• [Instructions]:
(1) According to the newsgroup post on garbage collection, what always triggers a Garbage Collection?
(2) In the records, change "sidewalk" to "footpath" wherever it appears, starting with the line that contains "Where can you spot the tall street" and going on through the line that contains "column 162, row 399". Return only those lines, with everything else left unchanged.

• [Document extract]:

• • • • • • •

Re: Garbage collector and multiple threads

From: Stu Smith (stuarts_at_nospam-digita.com)
Date: 07/13/04


Date: Tue, 13 Jul 2004 17:41:20 +0100


"David Browne" <davidbaxterbrowne no potted meat@hotmail.com> wrote in
message news:O1cCL25YEHA.396@TK2MSFTNGP10.phx.gbl...
>
> "Pawan Singh" <k2k2e6@yahoo.com> wrote in message
> news:ODZF0r4YEHA.728@TK2MSFTNGP09.phx.gbl...
> > Unfortunately, the project has to be done in .Net. That is why I wanted
to
> > suspend GC for short duration. I do not want to stop it completely - I
> want
> > it not to run for some controlled time or "spare my thread and its
> objects"
> > when it wants to run. That would solve my problem.
> >
>
> The only way to prevent Garbage Collection is to create no garbage.
Garbage
> Collection is always triggered by a request to allocate an object on the
> managed heap. If your application gets to a state where it creates no
> additional heap objects, then no Garbage Collections will occur.
>
> While not imposible, achieving this is quite tricky and requires you to
> closely control object creation and allocation in the whole process in
ways
> which severly constrain your programming. For instance you must replace
> reference objects with value objects, recycle reference objects instead of
> allocating new ones, and refrain from invoking any .net framework methods
> without verifing that they don't create temporary heap objects (which is
> never documented, and never guaranteed not to change).

• • • • • • •

Stored items from a collection
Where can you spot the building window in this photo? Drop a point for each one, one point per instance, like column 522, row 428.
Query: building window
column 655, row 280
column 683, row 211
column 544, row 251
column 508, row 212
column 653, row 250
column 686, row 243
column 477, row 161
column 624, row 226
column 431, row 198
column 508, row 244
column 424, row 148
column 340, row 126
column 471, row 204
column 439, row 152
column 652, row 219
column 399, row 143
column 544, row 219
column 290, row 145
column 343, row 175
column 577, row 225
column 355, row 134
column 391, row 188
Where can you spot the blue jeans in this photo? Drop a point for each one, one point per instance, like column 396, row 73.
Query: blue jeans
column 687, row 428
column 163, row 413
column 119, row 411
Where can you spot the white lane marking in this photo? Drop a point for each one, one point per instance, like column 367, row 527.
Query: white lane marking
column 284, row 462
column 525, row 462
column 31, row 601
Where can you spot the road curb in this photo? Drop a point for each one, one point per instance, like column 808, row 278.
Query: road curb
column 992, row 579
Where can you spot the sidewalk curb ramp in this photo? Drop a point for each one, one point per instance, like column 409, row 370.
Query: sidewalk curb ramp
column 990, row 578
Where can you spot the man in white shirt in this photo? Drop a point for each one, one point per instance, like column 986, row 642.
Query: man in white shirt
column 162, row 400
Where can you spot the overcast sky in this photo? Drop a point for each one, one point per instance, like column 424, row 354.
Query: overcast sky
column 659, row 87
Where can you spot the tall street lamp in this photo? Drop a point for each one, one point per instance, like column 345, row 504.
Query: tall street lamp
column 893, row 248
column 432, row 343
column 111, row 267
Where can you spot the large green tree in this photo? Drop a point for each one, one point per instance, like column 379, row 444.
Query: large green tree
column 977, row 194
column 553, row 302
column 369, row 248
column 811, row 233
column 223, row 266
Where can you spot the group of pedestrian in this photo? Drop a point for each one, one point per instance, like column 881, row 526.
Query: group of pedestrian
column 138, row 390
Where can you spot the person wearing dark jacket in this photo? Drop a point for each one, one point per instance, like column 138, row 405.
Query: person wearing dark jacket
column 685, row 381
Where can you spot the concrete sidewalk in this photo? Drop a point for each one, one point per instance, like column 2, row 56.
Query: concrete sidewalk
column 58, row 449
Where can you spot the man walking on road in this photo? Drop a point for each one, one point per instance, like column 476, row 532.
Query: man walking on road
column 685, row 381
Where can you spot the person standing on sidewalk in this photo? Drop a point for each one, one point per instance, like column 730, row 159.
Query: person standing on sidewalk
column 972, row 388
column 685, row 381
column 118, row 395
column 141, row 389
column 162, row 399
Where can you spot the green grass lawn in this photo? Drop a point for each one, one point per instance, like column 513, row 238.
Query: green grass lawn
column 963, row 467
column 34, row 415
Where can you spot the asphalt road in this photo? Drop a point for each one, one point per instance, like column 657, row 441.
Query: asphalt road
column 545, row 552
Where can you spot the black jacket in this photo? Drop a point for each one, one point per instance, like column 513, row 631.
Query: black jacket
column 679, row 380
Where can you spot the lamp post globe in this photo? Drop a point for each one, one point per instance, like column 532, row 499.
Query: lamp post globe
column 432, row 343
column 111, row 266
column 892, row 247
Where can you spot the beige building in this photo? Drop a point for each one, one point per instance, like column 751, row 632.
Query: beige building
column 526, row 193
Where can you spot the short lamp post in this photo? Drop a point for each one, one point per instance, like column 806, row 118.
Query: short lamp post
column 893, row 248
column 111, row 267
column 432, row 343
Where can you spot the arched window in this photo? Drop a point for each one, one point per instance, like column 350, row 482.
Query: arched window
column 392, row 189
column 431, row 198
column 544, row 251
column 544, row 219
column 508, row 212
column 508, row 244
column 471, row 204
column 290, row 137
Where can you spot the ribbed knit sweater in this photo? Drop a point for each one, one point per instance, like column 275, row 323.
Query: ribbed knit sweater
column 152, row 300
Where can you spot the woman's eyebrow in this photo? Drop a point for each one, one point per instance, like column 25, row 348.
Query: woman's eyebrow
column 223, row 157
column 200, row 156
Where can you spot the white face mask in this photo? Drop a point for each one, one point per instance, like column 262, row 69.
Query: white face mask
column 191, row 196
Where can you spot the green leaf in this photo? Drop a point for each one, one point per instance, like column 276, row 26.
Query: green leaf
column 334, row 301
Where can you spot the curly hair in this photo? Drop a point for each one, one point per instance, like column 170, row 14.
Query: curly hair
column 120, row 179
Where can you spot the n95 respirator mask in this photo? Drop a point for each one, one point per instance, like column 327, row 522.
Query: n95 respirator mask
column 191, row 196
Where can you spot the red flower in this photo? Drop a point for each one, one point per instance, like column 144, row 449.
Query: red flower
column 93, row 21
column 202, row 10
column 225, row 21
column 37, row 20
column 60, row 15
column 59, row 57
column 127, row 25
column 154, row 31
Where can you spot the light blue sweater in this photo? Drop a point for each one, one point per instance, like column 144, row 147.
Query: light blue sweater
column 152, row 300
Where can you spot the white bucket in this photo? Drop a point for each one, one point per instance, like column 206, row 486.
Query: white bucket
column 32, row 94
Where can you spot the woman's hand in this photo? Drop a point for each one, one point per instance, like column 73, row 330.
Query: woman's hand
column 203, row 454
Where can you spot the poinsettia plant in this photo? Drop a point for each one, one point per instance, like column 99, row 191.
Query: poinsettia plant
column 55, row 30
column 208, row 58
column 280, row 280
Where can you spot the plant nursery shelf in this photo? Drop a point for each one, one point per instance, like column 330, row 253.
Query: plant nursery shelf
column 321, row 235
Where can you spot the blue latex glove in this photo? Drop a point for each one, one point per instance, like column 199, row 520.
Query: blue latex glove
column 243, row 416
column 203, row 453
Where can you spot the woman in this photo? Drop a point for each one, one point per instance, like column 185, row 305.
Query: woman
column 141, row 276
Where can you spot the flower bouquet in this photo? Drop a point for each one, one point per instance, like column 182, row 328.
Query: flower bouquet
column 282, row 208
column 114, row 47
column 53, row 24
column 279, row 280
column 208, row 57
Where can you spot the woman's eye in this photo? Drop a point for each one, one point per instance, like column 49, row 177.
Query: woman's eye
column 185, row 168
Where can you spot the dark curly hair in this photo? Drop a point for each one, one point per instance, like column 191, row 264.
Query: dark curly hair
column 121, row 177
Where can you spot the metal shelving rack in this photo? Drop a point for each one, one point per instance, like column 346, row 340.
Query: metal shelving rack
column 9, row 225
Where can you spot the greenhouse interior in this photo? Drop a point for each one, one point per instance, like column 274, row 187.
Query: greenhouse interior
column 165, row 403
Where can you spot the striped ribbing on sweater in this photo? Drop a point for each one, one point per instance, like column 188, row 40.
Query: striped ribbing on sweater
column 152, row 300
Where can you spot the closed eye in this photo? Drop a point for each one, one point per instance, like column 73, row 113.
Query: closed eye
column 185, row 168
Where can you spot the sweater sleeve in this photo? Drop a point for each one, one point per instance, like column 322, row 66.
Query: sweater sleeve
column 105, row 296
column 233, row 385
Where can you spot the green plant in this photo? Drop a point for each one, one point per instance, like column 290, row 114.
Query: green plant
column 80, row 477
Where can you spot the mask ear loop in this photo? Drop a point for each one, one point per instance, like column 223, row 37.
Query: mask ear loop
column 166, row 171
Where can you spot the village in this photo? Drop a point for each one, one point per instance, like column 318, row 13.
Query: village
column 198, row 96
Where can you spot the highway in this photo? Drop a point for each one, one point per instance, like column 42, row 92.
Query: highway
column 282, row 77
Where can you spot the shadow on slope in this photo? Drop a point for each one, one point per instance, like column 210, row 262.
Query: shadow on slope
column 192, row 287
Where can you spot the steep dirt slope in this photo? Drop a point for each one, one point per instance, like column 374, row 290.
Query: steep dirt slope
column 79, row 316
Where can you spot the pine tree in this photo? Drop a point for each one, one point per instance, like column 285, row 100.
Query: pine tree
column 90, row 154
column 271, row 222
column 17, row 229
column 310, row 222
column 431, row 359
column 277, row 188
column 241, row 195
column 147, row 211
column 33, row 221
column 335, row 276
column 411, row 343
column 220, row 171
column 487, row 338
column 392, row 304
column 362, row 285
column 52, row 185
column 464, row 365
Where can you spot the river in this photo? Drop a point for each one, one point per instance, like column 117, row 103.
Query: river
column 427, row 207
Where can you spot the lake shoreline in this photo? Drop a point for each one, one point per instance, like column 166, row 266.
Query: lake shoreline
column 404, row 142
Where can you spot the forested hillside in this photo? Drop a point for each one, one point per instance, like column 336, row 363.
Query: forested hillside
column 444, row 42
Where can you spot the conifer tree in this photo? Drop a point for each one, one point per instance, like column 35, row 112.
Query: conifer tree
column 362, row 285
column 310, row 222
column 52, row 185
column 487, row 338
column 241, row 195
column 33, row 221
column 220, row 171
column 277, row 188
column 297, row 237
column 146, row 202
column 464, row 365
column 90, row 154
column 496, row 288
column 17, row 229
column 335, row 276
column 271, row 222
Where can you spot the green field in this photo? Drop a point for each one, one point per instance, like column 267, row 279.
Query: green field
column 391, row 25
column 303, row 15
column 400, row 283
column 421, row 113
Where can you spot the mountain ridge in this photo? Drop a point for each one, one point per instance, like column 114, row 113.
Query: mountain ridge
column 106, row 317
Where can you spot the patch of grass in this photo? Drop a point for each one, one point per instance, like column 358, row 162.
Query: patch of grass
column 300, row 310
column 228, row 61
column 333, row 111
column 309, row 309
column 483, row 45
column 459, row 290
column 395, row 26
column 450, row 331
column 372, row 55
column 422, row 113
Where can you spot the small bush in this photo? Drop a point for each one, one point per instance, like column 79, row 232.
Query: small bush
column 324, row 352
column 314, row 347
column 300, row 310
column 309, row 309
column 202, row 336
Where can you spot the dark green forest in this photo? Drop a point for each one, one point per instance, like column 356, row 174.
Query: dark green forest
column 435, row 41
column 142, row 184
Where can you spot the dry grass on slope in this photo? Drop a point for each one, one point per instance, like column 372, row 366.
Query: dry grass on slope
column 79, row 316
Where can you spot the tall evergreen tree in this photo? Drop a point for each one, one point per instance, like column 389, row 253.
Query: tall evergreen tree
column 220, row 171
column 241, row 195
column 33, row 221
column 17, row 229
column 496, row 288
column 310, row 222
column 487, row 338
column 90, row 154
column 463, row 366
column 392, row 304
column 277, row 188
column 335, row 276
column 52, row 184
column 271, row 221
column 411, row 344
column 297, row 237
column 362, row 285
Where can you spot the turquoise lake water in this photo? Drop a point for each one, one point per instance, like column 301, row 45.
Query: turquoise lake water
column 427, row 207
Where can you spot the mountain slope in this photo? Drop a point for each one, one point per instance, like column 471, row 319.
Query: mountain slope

• • • • • • •

• [Task answers]:
(1) A request to allocate an object on the managed heap.

(2)
Where can you spot the tall street lamp in this photo? Drop a point for each one, one point per instance, like column 345, row 504.
Query: tall street lamp
column 893, row 248
column 432, row 343
column 111, row 267
Where can you spot the large green tree in this photo? Drop a point for each one, one point per instance, like column 379, row 444.
Query: large green tree
column 977, row 194
column 553, row 302
column 369, row 248
column 811, row 233
column 223, row 266
Where can you spot the group of pedestrian in this photo? Drop a point for each one, one point per instance, like column 881, row 526.
Query: group of pedestrian
column 138, row 390
Where can you spot the person wearing dark jacket in this photo? Drop a point for each one, one point per instance, like column 138, row 405.
Query: person wearing dark jacket
column 685, row 381
Where can you spot the concrete footpath in this photo? Drop a point for each one, one point per instance, like column 2, row 56.
Query: concrete footpath
column 58, row 449
Where can you spot the man walking on road in this photo? Drop a point for each one, one point per instance, like column 476, row 532.
Query: man walking on road
column 685, row 381
Where can you spot the person standing on footpath in this photo? Drop a point for each one, one point per instance, like column 730, row 159.
Query: person standing on footpath
column 972, row 388
column 685, row 381
column 118, row 395
column 141, row 389
column 162, row 399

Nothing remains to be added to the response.